>> begin

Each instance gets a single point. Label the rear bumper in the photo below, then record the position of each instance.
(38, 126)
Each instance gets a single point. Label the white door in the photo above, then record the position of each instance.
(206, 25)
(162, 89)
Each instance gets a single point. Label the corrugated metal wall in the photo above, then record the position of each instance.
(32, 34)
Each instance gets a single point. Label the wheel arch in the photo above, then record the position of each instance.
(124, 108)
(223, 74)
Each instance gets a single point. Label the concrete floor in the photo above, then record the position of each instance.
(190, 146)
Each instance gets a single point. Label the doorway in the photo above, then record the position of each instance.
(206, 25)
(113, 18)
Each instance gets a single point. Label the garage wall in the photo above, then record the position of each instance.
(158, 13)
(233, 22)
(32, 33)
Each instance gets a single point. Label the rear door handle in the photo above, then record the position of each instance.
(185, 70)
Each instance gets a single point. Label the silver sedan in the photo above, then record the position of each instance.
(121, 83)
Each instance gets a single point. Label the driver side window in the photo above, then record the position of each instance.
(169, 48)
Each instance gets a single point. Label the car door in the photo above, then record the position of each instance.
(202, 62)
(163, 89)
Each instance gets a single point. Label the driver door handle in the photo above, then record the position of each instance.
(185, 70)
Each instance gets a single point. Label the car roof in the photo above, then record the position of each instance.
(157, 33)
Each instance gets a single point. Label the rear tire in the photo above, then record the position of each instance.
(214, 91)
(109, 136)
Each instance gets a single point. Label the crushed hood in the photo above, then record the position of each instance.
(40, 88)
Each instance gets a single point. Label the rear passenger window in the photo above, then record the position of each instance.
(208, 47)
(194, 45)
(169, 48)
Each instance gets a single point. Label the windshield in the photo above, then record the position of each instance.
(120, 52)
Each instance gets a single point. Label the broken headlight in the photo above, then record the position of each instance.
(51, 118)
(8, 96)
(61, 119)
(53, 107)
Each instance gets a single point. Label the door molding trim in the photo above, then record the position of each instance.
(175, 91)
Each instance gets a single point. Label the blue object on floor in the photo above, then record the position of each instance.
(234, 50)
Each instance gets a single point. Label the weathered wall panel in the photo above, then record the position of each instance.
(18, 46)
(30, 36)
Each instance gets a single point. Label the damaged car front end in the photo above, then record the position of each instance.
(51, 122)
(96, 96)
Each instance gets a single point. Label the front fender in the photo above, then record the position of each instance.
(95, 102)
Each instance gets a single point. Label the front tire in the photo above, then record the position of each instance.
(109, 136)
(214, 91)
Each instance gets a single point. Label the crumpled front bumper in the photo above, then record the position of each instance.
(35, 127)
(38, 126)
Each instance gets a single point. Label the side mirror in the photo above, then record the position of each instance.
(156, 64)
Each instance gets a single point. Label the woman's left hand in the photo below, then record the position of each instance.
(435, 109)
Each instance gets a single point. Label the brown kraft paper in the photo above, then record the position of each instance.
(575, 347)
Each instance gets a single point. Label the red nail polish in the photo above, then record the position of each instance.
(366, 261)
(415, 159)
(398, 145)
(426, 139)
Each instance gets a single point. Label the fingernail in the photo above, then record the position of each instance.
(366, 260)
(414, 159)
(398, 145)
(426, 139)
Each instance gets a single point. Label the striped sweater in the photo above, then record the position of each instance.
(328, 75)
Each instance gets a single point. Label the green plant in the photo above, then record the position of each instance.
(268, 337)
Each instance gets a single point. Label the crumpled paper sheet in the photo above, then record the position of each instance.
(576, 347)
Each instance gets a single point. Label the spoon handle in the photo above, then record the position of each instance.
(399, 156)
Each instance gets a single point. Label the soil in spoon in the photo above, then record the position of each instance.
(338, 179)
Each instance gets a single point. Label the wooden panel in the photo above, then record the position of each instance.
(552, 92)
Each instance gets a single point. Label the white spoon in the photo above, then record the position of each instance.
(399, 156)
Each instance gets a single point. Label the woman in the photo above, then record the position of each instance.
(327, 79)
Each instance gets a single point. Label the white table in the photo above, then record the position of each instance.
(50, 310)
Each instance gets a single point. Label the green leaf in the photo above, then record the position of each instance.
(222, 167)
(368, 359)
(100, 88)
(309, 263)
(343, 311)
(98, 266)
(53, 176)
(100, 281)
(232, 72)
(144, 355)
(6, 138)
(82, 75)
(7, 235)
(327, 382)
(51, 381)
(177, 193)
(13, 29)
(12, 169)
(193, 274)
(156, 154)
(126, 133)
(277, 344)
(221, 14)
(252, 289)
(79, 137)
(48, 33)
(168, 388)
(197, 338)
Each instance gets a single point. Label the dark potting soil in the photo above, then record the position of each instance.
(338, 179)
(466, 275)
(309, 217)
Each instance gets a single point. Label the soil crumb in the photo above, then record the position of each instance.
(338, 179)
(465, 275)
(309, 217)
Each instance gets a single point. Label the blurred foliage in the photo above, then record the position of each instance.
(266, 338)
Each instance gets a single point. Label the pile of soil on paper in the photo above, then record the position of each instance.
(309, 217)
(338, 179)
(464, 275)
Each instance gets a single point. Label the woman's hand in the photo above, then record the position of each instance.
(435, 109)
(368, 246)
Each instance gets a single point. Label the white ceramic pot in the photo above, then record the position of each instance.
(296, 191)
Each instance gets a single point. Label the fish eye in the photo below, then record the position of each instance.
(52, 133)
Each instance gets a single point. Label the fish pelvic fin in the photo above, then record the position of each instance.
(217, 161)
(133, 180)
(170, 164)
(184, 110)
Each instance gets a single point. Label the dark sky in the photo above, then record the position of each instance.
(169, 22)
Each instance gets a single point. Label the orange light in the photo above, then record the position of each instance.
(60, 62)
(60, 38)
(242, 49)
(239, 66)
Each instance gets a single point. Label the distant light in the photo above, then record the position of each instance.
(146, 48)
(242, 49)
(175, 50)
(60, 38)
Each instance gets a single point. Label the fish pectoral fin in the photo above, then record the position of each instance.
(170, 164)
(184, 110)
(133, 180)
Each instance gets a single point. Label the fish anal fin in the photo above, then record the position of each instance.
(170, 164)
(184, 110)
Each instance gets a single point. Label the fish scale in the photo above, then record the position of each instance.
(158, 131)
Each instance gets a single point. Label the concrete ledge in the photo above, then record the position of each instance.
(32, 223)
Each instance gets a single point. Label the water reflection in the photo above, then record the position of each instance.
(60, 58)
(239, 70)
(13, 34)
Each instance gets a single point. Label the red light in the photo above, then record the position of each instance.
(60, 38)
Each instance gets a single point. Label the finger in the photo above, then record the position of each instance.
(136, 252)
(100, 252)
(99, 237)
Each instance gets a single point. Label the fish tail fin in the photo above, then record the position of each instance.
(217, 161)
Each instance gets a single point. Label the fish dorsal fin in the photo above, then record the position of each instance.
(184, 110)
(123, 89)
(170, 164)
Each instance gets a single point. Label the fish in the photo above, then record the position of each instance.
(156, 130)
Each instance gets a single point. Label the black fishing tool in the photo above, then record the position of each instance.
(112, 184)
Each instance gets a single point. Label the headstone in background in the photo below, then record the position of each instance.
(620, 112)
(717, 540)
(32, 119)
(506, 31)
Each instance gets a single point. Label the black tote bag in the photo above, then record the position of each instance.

>> end

To be done: Your task is to transcribe the listing above in full, exactly as given.

Task answer:
Each instance gets a single point. Label the rear bumper in the photo below, then record the position of each instance.
(38, 126)
Each instance gets a single point. Label the white door in the photo above, then record the position of each instance.
(206, 25)
(162, 89)
Each instance gets a single point. Label the corrugated metal wall in the photo above, then record the position of each instance.
(32, 34)
Each instance gets a single point. Label the wheel arch in the photo above, then record the position of each instance.
(124, 108)
(223, 74)
Each instance gets a single point. Label the concrete floor in the photo above, then record the position of each instance.
(190, 146)
Each instance gets a single point. Label the doorway in the photo above, then record the position of each instance.
(206, 25)
(113, 18)
Each instance gets a single point. Label the garage wall in the photo above, then record the position of each instance.
(158, 13)
(233, 22)
(32, 33)
Each instance gets a single point. Label the rear door handle in the photo above, then record the position of each instance.
(185, 70)
Each instance gets a single point. Label the silver sedan in the photo above, then record the position of each instance.
(121, 83)
Each instance gets a single point. Label the driver side window in the photo above, then record the position of each instance.
(169, 48)
Each instance gets a single point. Label the car door in the photo above, then record the position of each instance.
(202, 62)
(163, 89)
Each instance gets a single point. Label the driver door handle in the photo above, then record the position of each instance.
(185, 70)
Each instance gets a single point. Label the car roof in the photo above, then record the position of each instance.
(157, 33)
Each instance gets a single point. Label the rear tire in the photo above, then record the position of each instance.
(214, 91)
(109, 136)
Each instance gets a single point. Label the crushed hood in the photo above, then record the position of each instance.
(40, 88)
Each instance gets a single point. Label the rear passenger window in the photo above, then record the position of each instance.
(208, 47)
(194, 45)
(169, 48)
Each instance gets a single point. Label the windshield in the photo above, then record the position of each instance.
(120, 52)
Each instance gets a single point. Label the broken headlight in the photo above, then record the position of each instance.
(51, 118)
(8, 96)
(61, 119)
(53, 107)
Each instance gets a single point. Label the door molding trim in the photo above, then record the position of each instance.
(175, 91)
Each instance gets a single point. Label the blue object on floor in the photo above, then record the position of each instance.
(234, 50)
Each instance gets a single point. Label the weathered wall panel in the photo above, then record the position of each instance.
(18, 46)
(30, 36)
Each instance gets a single point. Label the damaged car front end in the photo above, then record the position of each instance.
(51, 122)
(96, 96)
Each instance gets a single point. Label the front fender in the photo above, then record the position of each instance.
(95, 102)
Each instance gets a single point. Label the front tire in the photo above, then record the position of each instance.
(109, 136)
(214, 91)
Each instance gets a single point. Label the crumpled front bumper in the photo above, then record the position of each instance.
(35, 127)
(38, 126)
Each instance gets a single point. Label the side mirror in the photo above, then record the position of each instance.
(156, 64)
Each instance gets a single point. Label the woman's left hand in the photo below, then record the position of each instance.
(435, 109)
Each instance gets a single point. Label the brown kraft paper in the photo above, then record the position of each instance.
(575, 347)
Each instance gets a single point. Label the red nail polish in the photo above, then record the position of each instance.
(366, 261)
(415, 159)
(398, 145)
(426, 139)
Each instance gets a single point. Label the fingernail in the photo above, then record the position of each instance.
(366, 260)
(414, 159)
(398, 145)
(426, 139)
Each instance gets a single point. Label the striped sweater in the photo above, then record the position of each instance.
(328, 75)
Each instance gets a single point. Label the green plant in the photo above, then record the position of each instance.
(268, 337)
Each instance gets a single point. Label the crumpled paper sheet in the photo above, then record the position of each instance.
(576, 347)
Each instance gets a single point. Label the spoon handle in the photo above, then record the position of each instance.
(399, 156)
Each instance gets a single point. Label the soil in spoon in the photo above, then record the position of each instance.
(338, 179)
Each instance gets a single point. Label the wooden panel in the photo above, then record the position of each instance.
(552, 92)
Each instance gets a single point. Label the white spoon in the photo above, then record the position of each instance.
(399, 156)
Each instance gets a single point. Label the woman in the photo above, then record the position of each instance.
(327, 79)
Each instance gets a single point. Label the white table in the photo above, then record the position of each instance.
(50, 310)
Each instance gets a single point. Label the green leaf in the photo above, then record the position of each instance.
(222, 167)
(368, 359)
(100, 88)
(309, 263)
(343, 311)
(98, 266)
(53, 176)
(100, 281)
(232, 72)
(144, 355)
(6, 138)
(82, 75)
(7, 235)
(327, 382)
(51, 381)
(177, 193)
(13, 29)
(12, 169)
(193, 274)
(156, 154)
(126, 133)
(277, 344)
(221, 14)
(252, 289)
(79, 137)
(48, 33)
(168, 388)
(197, 338)
Each instance gets a single point. Label the dark potting soil in the photo above, then record the position of each instance.
(338, 179)
(466, 275)
(309, 217)
Each instance gets a single point. Label the soil crumb in the photo above, then record the position of each instance.
(338, 179)
(465, 275)
(309, 217)
Each instance gets a single point. Label the blurred foliage in the photo above, then record the position of each instance.
(266, 338)
Each instance gets a single point. Label the pile of soil on paper in the photo above, then record the position of each instance.
(309, 217)
(338, 179)
(464, 275)
Each instance gets a single point. Label the woman's hand in the photo above, then record the position of each instance.
(435, 109)
(368, 246)
Each instance gets a single point. Label the white ceramic pot in the photo above, then record the position of each instance.
(296, 191)
Each instance gets a single point. Label the fish eye in the photo below, then record the position of each instance.
(52, 133)
Each instance gets a single point. Label the fish pelvic fin in the photo above, then record the position of each instance.
(217, 161)
(133, 180)
(170, 164)
(184, 110)
Each instance gets a single point. Label the dark sky in the photo above, then record the position of each instance.
(169, 22)
Each instance gets a single point. Label the orange light in the photo above, then record the position of each instance.
(60, 62)
(60, 38)
(242, 49)
(239, 66)
Each instance gets a single point. Label the distant light in the photo above, then record the position of each instance.
(146, 48)
(242, 49)
(175, 50)
(60, 38)
Each instance gets a single point. Label the fish pectoral fin in the photo above, then record the position of each instance.
(170, 164)
(184, 110)
(133, 180)
Each instance gets a single point. Label the fish anal fin in the photo above, then record the position of each instance.
(170, 164)
(184, 110)
Each instance gets a single point. Label the fish scale in the photo above, then record the position of each instance.
(158, 131)
Each instance gets a single point. Label the concrete ledge in the photo above, then record the position of each instance.
(32, 223)
Each instance gets a single point. Label the water reflection in the photo above, then record the position of each instance.
(60, 58)
(239, 70)
(13, 34)
Each instance gets a single point. Label the red light in the photo above, then record the position of each instance.
(60, 38)
Each instance gets a single point. Label the finger in the photo above, then record the position of each instance.
(136, 252)
(100, 252)
(99, 237)
Each instance gets a single point. Label the fish tail fin in the photo above, then record the position of each instance.
(217, 161)
Each instance gets a single point. Label the fish dorsal fin in the photo above, then record the position of each instance.
(184, 110)
(123, 89)
(170, 164)
Each instance gets a single point. Label the fish in the photo above, then record the position of each instance.
(156, 130)
Each instance gets a single point. Label the black fishing tool in the photo above, then record the position of each instance.
(112, 184)
Each instance gets a single point. Label the headstone in background in the photo below, then record the position of each instance.
(620, 112)
(717, 540)
(32, 119)
(506, 31)
Each instance gets a single point. Label the black tote bag in the photo above, then record the position of each instance.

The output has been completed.